*** Opening RECORDS PROVIDED ***

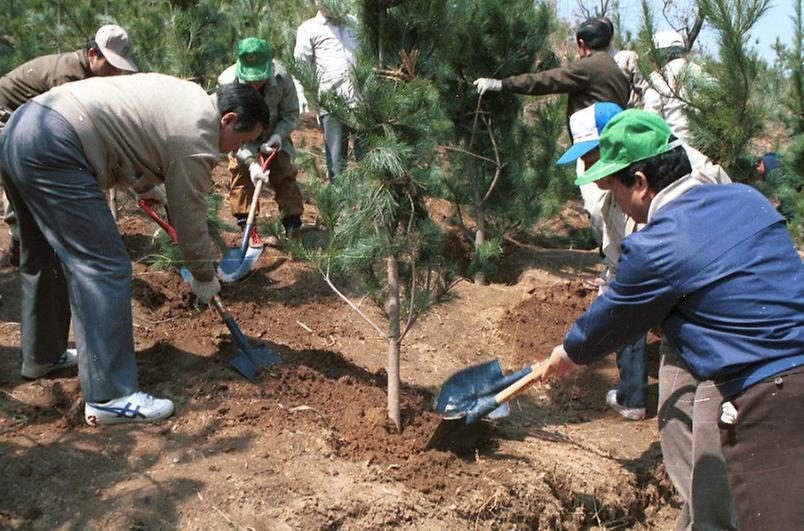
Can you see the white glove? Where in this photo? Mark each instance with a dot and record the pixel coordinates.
(153, 195)
(485, 84)
(257, 175)
(205, 289)
(275, 142)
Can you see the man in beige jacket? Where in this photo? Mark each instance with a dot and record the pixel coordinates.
(106, 54)
(58, 153)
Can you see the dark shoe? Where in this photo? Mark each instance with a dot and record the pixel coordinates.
(14, 253)
(292, 226)
(34, 370)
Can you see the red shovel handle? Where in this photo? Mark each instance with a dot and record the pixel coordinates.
(146, 206)
(265, 162)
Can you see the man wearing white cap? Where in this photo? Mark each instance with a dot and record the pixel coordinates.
(106, 54)
(665, 94)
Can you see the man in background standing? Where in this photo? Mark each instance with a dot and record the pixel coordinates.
(665, 93)
(106, 54)
(327, 43)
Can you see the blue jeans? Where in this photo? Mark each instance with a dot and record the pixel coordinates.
(73, 265)
(336, 144)
(633, 374)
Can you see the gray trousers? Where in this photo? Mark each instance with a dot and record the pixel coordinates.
(690, 438)
(70, 251)
(9, 217)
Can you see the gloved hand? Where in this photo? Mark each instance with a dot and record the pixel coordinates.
(485, 84)
(205, 289)
(275, 142)
(153, 195)
(257, 175)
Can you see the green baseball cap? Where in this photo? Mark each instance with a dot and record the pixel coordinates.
(254, 60)
(629, 137)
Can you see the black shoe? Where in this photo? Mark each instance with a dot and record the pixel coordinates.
(292, 226)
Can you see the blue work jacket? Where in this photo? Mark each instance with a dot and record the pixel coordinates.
(717, 270)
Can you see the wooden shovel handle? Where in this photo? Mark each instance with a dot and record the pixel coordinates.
(254, 200)
(265, 162)
(537, 370)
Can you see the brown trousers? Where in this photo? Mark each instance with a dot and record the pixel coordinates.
(764, 451)
(283, 181)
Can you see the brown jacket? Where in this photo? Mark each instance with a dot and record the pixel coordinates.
(147, 129)
(588, 80)
(39, 75)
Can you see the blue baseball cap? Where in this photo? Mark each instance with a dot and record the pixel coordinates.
(585, 126)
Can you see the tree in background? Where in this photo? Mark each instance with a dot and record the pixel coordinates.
(791, 191)
(501, 159)
(726, 110)
(377, 231)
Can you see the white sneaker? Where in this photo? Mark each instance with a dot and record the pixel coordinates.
(136, 407)
(631, 413)
(35, 370)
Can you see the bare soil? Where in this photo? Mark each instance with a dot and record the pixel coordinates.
(308, 446)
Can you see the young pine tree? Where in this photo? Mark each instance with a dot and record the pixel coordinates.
(378, 234)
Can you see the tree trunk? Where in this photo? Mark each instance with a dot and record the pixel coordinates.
(480, 210)
(393, 343)
(480, 236)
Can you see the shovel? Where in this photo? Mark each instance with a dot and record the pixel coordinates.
(237, 262)
(248, 358)
(472, 394)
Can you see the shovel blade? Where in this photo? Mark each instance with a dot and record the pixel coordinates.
(262, 357)
(461, 390)
(234, 266)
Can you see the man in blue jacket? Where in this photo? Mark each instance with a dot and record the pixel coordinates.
(717, 270)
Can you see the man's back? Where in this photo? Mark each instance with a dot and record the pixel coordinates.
(716, 268)
(40, 75)
(729, 267)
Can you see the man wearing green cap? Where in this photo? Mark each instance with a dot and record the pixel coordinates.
(715, 267)
(255, 66)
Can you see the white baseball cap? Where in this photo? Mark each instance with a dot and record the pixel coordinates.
(115, 46)
(585, 126)
(667, 39)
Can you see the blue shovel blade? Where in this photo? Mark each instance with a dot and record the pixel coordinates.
(232, 268)
(469, 393)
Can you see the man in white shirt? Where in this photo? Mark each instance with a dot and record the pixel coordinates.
(665, 93)
(328, 43)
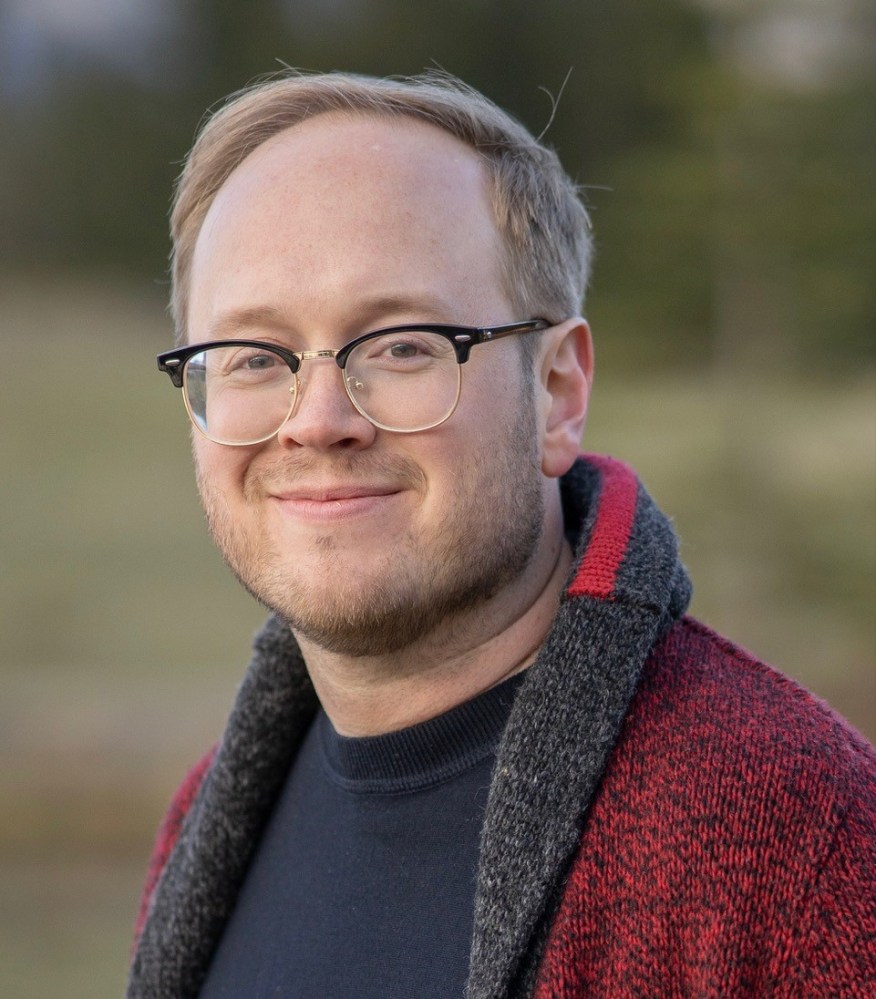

*** Closing RECORDS PROVIDED ***

TASK GOAL = Leave out the pictures and print every line of the data exactly.

ANSWER BELOW =
Can you see the white glove? Where in this photo? Mark each instance with a dot and record the pixel coordinates.
(153, 195)
(485, 84)
(257, 175)
(205, 289)
(275, 142)
Can you see the man in beige jacket? Where in this photo? Mark each instance with a dot and record the pixel coordinates.
(106, 54)
(58, 153)
Can you see the dark shoe? Where in this photo? Mark each instance with a dot and record the pixel coordinates.
(14, 253)
(292, 226)
(34, 370)
Can you see the red shovel handle? Where in this photo? Mark each instance with a dot and record the pixel coordinates.
(146, 206)
(265, 162)
Can you see the man wearing white cap? Where in this photo? Mark each instance with a dot and record the pixel coordinates.
(106, 54)
(665, 94)
Can you see the man in background standing? Where in this photo? Mark each instance with a dot and record the pixel coordinates.
(665, 93)
(106, 54)
(327, 43)
Can you see the blue jeans? Where in this photo? Mark each instance with a dot and record the pixel coordinates.
(73, 265)
(336, 144)
(633, 374)
Can you see the gray trousers? Where in this photo? Mark each instance with a dot and record the pixel coordinates.
(690, 438)
(70, 251)
(9, 217)
Can you see the gloved hand? Where in this photo? Mark each instance with a dot and record the pixel coordinates.
(485, 84)
(205, 289)
(275, 142)
(153, 195)
(257, 175)
Can you see the green baseball cap? Where in this photo? Mark each instance with a dot and record the pixel coordinates.
(254, 60)
(629, 137)
Can you see the black shoe? Where in this photo? Mark each instance with a dot and record the pixel coordinates.
(292, 226)
Can you see the blue work jacket? Where in this photo? Mark each instance with a dot and record the pixel coordinates.
(717, 270)
Can you see the wooden shovel handle? Where in this photo? Mark each instance with a dot and record the pixel coordinates.
(254, 200)
(265, 162)
(537, 370)
Can you see the brown trousers? Where in this photo? Mark each instance with a dot and record the pixel coordinates.
(764, 451)
(283, 181)
Can you see the brown jacket? Where in this photo? Mark each instance with a dot and record the pixel coordinates.
(147, 129)
(588, 80)
(39, 75)
Can you see the blue baseball cap? Where in this photo? Mark each instance with a dot and record the pixel coordinates.
(585, 126)
Can you see the tree in background? Where in this photo? Mark each instance with a dot and record the pixel coordinates.
(791, 191)
(501, 159)
(726, 110)
(377, 231)
Can you see the white sneaker? Where in this photo? Mark each instance with a dot and record the pixel coordinates.
(136, 407)
(631, 413)
(35, 370)
Can you see the bare soil? Where in this photo? Mark each instance with a dot and record the pixel coordinates.
(308, 446)
Can you see the young pine tree? Where in this photo? Mark each instance with a dot and record the pixel coordinates.
(378, 234)
Can you see the tree trunk? Where in this photo? Mark each instance with a dot and record the pixel coordinates.
(480, 210)
(393, 343)
(480, 236)
Can you see the shovel? Where in this photo? Mark each instance with a dot and record the pixel coordinates.
(237, 262)
(248, 358)
(472, 394)
Can you see the shovel blade? Where in this photo? Mark each instance with a dot and record the pixel coordinates.
(262, 357)
(461, 390)
(234, 266)
Can you see the man in blue jacket? Where in this photo? Mark each instance with a dot and record the pixel coordinates.
(717, 270)
Can you see the man's back? Where in this photo? Mark each instance with a dot and record the pixel coordinates.
(716, 268)
(40, 75)
(729, 267)
Can you see the man wearing green cap? Where in this photo? Mark each instance with a dot and record the pixel coordinates.
(715, 267)
(255, 66)
Can you see the white baseball cap? Where in this photo? Mark each instance with a dot and record the pixel coordinates.
(115, 46)
(585, 126)
(667, 39)
Can you see the blue shovel blade? Where in this photo? Mark each instance with a dot and record the pixel coordinates.
(232, 268)
(469, 393)
Can you see the man in white shirt? Where in this photo? Mark each instance with a dot and record the pixel coordinates.
(665, 93)
(328, 43)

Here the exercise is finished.